(Extracted records)

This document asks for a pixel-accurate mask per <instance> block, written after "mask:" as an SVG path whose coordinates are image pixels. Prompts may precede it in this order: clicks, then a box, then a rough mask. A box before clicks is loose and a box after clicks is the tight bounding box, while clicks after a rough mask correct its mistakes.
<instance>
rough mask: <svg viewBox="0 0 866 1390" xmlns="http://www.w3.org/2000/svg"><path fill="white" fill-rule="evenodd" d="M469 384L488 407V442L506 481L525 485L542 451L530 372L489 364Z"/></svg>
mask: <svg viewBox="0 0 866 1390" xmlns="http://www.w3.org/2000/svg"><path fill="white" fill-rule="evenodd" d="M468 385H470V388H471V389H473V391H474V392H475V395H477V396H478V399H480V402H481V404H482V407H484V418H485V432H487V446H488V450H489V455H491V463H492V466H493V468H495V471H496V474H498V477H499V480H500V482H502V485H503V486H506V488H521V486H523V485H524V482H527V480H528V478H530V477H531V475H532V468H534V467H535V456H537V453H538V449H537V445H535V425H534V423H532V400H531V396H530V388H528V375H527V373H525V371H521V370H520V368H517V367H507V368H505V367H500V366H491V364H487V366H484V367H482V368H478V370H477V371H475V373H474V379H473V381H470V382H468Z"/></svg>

(End Extracted records)
(Extracted records)

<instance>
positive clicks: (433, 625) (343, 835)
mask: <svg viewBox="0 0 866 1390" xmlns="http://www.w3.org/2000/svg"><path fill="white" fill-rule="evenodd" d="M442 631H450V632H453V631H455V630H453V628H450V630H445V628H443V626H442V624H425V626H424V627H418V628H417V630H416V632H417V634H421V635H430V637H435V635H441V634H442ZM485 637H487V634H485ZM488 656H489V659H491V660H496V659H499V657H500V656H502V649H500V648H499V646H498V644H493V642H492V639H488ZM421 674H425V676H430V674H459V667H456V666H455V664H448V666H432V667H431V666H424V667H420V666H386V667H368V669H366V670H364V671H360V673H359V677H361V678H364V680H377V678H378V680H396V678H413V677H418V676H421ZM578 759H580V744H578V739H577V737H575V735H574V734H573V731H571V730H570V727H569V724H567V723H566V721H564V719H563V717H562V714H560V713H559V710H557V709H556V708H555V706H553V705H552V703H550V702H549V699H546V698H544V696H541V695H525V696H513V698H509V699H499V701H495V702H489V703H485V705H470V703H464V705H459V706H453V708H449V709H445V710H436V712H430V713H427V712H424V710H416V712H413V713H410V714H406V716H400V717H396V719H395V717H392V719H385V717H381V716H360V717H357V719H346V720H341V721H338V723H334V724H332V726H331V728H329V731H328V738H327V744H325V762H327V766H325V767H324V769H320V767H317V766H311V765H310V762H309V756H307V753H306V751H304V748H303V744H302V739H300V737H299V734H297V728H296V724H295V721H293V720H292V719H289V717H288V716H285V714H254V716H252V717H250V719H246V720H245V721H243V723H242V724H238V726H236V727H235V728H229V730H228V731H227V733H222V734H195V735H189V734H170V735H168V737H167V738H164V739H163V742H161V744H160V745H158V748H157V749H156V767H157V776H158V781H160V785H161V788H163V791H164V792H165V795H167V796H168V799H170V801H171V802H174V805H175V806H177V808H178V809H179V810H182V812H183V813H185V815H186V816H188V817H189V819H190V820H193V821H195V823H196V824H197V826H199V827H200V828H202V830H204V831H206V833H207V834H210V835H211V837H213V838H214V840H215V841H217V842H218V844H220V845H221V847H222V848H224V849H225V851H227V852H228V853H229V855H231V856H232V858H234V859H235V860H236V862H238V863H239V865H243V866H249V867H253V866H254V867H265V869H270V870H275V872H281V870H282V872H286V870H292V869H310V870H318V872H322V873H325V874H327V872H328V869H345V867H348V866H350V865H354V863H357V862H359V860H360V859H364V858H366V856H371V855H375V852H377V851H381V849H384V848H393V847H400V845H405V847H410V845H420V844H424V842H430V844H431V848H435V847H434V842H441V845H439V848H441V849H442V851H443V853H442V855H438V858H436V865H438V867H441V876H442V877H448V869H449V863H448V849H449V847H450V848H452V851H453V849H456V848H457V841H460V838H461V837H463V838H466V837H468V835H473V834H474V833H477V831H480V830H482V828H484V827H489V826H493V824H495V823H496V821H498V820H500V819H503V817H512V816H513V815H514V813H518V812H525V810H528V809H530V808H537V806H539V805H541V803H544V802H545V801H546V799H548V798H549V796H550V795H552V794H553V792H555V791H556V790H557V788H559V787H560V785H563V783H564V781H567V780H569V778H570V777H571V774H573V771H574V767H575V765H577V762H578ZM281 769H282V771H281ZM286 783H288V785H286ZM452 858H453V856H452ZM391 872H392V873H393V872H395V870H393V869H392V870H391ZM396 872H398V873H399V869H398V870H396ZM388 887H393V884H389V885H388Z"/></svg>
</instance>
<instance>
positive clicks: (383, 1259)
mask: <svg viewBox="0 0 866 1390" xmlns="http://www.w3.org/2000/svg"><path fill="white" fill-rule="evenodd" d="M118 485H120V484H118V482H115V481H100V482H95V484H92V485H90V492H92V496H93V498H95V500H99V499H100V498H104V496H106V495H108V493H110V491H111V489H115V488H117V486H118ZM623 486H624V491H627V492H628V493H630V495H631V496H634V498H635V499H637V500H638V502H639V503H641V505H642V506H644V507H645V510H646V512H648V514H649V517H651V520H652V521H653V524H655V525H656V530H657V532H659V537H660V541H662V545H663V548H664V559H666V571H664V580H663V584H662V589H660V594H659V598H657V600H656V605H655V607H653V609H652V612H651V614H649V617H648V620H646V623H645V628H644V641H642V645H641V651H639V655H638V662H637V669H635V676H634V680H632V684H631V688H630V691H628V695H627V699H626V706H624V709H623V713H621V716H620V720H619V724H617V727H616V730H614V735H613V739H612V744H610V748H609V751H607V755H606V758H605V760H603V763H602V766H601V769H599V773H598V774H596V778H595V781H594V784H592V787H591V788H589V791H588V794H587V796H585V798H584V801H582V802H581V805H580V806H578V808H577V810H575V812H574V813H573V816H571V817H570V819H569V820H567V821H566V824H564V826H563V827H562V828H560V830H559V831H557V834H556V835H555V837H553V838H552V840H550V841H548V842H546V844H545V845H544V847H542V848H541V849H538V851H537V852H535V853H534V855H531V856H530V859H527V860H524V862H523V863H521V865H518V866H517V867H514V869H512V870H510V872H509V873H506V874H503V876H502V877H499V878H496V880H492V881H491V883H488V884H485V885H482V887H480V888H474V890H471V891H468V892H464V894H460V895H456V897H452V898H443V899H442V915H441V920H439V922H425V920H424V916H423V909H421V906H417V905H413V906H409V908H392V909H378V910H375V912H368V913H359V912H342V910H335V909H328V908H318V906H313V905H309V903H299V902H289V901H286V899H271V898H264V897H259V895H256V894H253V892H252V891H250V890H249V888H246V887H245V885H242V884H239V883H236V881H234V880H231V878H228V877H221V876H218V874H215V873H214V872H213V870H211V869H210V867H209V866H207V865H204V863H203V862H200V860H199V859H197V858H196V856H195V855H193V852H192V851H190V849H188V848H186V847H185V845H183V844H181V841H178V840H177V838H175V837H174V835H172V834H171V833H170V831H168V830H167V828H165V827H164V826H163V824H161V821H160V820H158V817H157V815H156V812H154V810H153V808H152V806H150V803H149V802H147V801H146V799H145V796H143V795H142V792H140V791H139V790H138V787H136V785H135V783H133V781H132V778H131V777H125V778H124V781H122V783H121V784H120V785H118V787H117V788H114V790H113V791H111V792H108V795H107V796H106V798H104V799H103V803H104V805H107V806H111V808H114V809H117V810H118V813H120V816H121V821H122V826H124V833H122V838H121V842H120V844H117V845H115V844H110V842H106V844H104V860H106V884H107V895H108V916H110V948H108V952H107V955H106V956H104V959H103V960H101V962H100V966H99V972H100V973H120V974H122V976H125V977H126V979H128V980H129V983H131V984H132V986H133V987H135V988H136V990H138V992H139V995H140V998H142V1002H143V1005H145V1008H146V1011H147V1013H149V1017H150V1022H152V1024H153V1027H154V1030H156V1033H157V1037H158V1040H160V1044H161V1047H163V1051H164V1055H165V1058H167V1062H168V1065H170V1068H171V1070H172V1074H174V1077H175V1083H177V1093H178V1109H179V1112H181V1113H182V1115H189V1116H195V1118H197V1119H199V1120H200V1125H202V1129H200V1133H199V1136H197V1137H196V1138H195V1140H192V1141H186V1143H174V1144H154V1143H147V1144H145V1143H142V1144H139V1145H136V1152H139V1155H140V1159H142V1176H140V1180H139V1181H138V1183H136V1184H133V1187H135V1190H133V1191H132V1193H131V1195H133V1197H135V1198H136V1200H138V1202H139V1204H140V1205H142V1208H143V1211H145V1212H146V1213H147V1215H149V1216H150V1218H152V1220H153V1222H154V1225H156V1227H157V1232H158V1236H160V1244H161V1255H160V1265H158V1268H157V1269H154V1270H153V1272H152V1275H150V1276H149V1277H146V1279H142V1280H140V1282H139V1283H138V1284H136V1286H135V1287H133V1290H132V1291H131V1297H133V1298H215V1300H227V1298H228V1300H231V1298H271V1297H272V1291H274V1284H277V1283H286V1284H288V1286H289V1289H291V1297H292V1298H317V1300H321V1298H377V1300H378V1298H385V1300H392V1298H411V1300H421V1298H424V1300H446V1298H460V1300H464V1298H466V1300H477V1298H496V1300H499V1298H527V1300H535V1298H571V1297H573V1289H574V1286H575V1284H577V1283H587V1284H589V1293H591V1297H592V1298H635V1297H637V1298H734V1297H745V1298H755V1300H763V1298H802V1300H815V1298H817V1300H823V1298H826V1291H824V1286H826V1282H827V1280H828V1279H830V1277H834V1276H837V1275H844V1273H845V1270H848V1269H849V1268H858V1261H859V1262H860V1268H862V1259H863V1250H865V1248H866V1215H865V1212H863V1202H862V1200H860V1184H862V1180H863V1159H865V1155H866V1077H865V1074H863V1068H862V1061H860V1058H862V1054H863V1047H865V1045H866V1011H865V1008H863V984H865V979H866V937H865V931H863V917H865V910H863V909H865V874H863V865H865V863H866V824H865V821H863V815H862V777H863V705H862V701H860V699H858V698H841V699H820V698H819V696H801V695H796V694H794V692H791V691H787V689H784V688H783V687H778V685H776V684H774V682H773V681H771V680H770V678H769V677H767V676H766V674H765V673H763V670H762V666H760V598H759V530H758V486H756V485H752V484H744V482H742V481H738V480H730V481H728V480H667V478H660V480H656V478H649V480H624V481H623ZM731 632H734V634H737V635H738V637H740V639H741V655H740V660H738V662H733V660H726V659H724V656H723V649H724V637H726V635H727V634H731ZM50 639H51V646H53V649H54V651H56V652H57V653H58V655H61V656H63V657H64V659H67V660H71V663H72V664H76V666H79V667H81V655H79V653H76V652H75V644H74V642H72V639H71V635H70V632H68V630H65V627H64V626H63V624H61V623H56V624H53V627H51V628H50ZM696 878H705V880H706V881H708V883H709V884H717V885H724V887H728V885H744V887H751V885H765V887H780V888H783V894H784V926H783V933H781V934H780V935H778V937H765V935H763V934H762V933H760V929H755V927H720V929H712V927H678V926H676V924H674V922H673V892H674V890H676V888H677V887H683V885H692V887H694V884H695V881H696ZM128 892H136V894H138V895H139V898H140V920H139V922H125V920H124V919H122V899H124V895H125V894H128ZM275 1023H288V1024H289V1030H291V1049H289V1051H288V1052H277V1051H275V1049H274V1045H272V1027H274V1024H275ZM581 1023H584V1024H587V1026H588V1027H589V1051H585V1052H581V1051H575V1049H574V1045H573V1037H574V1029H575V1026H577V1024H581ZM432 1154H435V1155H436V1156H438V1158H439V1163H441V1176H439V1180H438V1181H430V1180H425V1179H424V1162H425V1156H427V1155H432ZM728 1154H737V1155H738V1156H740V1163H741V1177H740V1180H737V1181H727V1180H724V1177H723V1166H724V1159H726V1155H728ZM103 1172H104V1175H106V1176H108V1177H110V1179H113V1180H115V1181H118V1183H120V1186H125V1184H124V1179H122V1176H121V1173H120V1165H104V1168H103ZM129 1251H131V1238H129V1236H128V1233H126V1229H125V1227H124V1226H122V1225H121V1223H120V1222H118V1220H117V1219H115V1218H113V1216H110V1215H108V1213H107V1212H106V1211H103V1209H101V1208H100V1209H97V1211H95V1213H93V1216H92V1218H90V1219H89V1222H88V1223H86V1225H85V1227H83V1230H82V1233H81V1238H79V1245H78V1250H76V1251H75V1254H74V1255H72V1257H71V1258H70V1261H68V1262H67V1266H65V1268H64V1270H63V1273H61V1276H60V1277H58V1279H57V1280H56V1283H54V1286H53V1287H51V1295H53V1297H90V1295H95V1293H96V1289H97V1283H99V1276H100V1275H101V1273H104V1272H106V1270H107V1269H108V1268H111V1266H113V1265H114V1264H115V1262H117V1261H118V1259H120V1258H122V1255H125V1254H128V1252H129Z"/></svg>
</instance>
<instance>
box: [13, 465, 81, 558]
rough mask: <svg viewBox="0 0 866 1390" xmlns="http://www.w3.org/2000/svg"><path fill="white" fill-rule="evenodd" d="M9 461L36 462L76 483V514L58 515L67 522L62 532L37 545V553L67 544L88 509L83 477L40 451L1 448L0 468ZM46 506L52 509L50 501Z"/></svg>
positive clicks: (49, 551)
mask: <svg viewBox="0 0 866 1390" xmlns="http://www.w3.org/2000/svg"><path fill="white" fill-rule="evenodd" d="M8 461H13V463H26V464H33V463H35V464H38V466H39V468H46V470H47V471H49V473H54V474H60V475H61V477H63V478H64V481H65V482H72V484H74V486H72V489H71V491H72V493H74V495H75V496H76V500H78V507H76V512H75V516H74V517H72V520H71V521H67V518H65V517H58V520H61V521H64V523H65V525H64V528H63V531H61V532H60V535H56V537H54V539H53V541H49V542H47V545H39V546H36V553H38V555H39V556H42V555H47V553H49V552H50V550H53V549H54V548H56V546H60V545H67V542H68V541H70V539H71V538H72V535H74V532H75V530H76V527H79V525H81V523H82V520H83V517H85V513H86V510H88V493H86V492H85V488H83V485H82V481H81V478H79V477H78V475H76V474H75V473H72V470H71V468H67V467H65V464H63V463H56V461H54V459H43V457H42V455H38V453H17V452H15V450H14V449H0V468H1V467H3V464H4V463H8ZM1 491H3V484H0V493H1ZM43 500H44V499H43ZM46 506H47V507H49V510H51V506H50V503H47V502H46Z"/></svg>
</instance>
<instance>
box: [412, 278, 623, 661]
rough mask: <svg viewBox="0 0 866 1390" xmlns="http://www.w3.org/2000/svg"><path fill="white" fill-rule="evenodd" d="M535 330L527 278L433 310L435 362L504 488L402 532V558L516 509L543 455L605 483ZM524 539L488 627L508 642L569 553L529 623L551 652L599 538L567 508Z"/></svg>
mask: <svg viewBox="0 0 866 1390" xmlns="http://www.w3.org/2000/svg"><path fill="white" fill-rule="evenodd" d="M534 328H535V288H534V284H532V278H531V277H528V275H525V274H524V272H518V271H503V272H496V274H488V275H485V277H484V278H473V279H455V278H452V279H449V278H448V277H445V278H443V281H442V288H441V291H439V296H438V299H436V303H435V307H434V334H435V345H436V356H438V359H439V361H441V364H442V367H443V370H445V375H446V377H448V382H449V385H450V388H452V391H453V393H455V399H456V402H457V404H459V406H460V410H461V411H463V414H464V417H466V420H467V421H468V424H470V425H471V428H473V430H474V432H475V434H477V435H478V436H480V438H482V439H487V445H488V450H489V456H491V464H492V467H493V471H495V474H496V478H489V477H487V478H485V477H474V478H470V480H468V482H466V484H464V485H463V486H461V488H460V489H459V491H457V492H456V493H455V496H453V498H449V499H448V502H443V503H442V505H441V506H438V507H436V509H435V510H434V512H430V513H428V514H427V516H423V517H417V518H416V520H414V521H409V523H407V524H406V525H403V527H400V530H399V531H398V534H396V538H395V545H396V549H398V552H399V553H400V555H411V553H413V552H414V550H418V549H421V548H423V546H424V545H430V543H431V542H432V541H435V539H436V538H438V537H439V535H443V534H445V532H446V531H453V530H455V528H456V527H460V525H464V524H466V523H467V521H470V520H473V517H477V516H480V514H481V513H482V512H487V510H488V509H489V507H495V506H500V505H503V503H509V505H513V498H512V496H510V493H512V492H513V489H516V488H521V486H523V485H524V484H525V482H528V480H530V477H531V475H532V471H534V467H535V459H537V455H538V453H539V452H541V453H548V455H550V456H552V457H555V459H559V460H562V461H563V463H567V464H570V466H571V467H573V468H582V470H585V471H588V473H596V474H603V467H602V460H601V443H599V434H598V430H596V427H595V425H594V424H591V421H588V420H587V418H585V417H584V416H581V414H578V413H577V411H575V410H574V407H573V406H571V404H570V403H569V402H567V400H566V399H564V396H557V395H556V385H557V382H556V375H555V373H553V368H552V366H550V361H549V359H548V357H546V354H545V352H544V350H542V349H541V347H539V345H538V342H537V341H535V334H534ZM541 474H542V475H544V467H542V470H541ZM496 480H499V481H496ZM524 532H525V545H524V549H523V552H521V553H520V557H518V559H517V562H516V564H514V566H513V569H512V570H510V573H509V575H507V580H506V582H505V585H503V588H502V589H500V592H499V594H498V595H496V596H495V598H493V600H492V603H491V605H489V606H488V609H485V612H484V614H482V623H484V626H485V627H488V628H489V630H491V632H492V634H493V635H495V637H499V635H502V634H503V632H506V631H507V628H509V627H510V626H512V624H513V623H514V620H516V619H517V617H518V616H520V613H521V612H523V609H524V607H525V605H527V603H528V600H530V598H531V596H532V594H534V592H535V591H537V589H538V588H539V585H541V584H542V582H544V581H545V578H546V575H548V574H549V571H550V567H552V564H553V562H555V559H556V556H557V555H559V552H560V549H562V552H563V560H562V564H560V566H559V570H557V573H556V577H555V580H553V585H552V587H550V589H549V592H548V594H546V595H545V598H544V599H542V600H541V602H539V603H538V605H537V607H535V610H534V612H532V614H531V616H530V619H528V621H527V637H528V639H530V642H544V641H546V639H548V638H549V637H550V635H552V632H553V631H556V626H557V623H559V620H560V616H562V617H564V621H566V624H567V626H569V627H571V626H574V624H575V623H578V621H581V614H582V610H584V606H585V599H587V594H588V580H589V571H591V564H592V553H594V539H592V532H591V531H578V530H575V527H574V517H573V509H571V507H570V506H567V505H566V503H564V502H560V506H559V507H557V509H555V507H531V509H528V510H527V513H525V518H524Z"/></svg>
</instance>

(End Extracted records)

→ **Required work**:
In the listing above, find the line containing "461L36 462L76 483V514L58" and the line containing "box: [412, 278, 623, 661]". Output them and every line between, exactly, and nothing else.

→ **Your response**:
rough mask: <svg viewBox="0 0 866 1390" xmlns="http://www.w3.org/2000/svg"><path fill="white" fill-rule="evenodd" d="M9 461L36 462L76 483V514L58 515L67 522L62 532L37 545V553L67 544L88 509L83 477L40 451L1 448L0 468ZM46 506L52 509L50 501Z"/></svg>
positive clicks: (49, 551)
mask: <svg viewBox="0 0 866 1390" xmlns="http://www.w3.org/2000/svg"><path fill="white" fill-rule="evenodd" d="M8 461H13V463H26V464H33V463H35V464H38V466H39V468H46V470H47V471H49V473H54V474H60V475H61V477H63V478H64V481H65V482H72V484H74V486H72V489H71V491H72V493H74V495H75V496H76V500H78V507H76V512H75V516H74V517H72V520H71V521H67V518H65V517H58V520H61V521H64V523H65V525H64V528H63V531H61V532H60V535H56V537H54V539H53V541H49V542H47V545H39V546H36V553H38V555H39V556H42V555H47V553H49V552H50V550H53V549H54V548H56V546H60V545H67V542H68V541H70V539H71V538H72V535H74V532H75V530H76V527H79V525H81V523H82V520H83V517H85V513H86V510H88V493H86V492H85V488H83V485H82V481H81V478H79V477H78V475H76V474H75V473H72V470H71V468H67V467H65V464H63V463H56V461H54V459H43V457H42V455H38V453H17V452H15V450H14V449H0V468H1V467H3V464H4V463H8ZM1 491H3V484H0V493H1ZM43 500H44V499H43ZM46 506H47V507H49V510H51V506H50V503H47V502H46Z"/></svg>
</instance>
<instance>
box: [412, 278, 623, 661]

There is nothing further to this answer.